*** Opening DATA EXCERPTS ***

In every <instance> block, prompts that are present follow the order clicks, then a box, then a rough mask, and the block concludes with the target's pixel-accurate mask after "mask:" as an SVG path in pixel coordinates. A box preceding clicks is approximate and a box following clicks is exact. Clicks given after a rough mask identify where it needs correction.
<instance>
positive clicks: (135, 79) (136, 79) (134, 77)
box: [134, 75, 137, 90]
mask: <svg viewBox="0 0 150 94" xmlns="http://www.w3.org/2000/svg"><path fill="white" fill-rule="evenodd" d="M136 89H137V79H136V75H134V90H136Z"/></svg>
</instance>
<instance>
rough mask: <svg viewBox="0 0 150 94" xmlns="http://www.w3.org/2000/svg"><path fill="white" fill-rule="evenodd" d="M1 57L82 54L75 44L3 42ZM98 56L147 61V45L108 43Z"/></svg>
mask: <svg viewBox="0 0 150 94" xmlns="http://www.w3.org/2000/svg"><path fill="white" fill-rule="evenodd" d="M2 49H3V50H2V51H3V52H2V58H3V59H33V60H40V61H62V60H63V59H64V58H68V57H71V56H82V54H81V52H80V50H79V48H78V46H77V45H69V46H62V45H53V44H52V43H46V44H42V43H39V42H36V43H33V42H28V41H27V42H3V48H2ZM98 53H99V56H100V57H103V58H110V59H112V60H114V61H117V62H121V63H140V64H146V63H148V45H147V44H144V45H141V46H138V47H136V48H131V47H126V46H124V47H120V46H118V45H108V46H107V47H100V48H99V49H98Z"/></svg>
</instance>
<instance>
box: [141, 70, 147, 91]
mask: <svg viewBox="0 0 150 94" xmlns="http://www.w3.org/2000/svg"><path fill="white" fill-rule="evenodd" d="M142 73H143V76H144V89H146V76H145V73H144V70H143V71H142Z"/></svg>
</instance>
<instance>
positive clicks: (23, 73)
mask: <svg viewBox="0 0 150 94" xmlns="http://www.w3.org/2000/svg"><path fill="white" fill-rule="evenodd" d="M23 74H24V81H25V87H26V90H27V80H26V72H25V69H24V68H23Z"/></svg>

*** Closing DATA EXCERPTS ***

Copy every row above word for word, changing nothing.

- **EXPECTED ANSWER**:
In every <instance> block, prompts that are present follow the order clicks, then a box, then a rough mask, and the block concludes with the target's pixel-accurate mask after "mask:" as an SVG path in pixel coordinates. A box preceding clicks is approximate and a box following clicks is exact. Clicks given after a rough mask identify where it needs correction.
<instance>
positive clicks: (135, 79) (136, 79) (134, 77)
box: [134, 75, 137, 90]
mask: <svg viewBox="0 0 150 94" xmlns="http://www.w3.org/2000/svg"><path fill="white" fill-rule="evenodd" d="M136 89H137V79H136V75H134V90H136Z"/></svg>
</instance>
<instance>
rough mask: <svg viewBox="0 0 150 94" xmlns="http://www.w3.org/2000/svg"><path fill="white" fill-rule="evenodd" d="M1 57L82 54L75 44L3 42ZM98 56L147 61V45L108 43Z"/></svg>
mask: <svg viewBox="0 0 150 94" xmlns="http://www.w3.org/2000/svg"><path fill="white" fill-rule="evenodd" d="M2 49H3V50H2V51H3V52H2V58H3V59H33V60H40V61H62V60H63V59H64V58H68V57H71V56H82V54H81V52H80V50H79V48H78V46H77V45H69V46H62V45H53V44H52V43H46V44H42V43H39V42H36V43H33V42H28V41H27V42H3V48H2ZM98 53H99V56H100V57H103V58H110V59H112V60H114V61H117V62H121V63H140V64H146V63H148V45H147V44H144V45H141V46H138V47H136V48H131V47H126V46H124V47H120V46H118V45H108V46H107V47H100V48H99V49H98Z"/></svg>
</instance>
<instance>
box: [141, 70, 147, 91]
mask: <svg viewBox="0 0 150 94" xmlns="http://www.w3.org/2000/svg"><path fill="white" fill-rule="evenodd" d="M142 73H143V76H144V89H146V76H145V73H144V70H143V71H142Z"/></svg>
</instance>
<instance>
positive clicks: (23, 73)
mask: <svg viewBox="0 0 150 94" xmlns="http://www.w3.org/2000/svg"><path fill="white" fill-rule="evenodd" d="M23 74H24V81H25V87H26V90H27V80H26V72H25V69H24V68H23Z"/></svg>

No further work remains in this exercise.